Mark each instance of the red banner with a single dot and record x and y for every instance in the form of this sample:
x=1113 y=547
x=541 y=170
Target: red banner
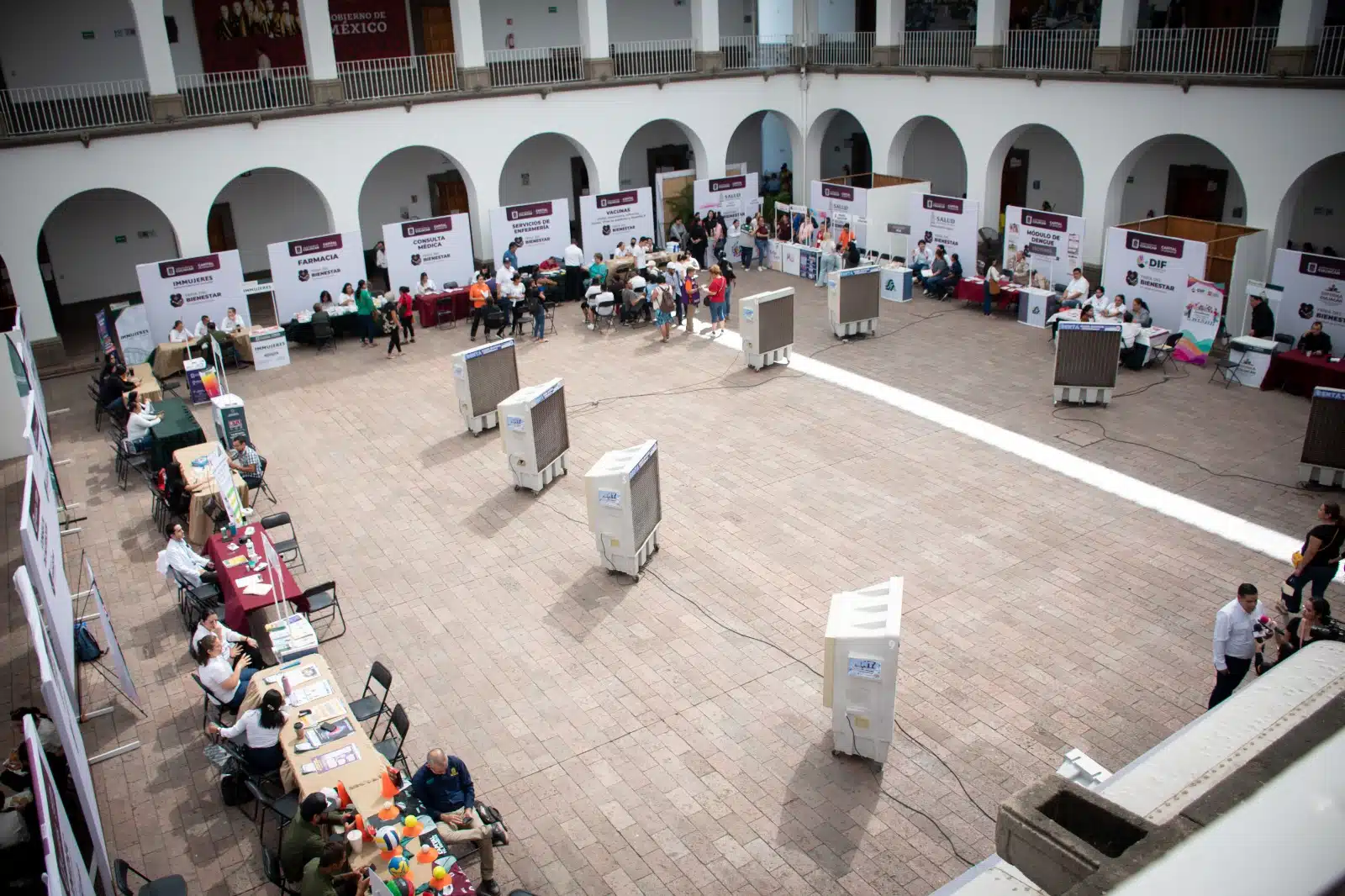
x=230 y=34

_ _ _

### Work to be completed
Give the data again exactly, image-free.

### Task result
Mark each instance of the red banner with a single dot and record x and y for every instance in the form of this sample:
x=1113 y=547
x=541 y=170
Target: red banner
x=230 y=34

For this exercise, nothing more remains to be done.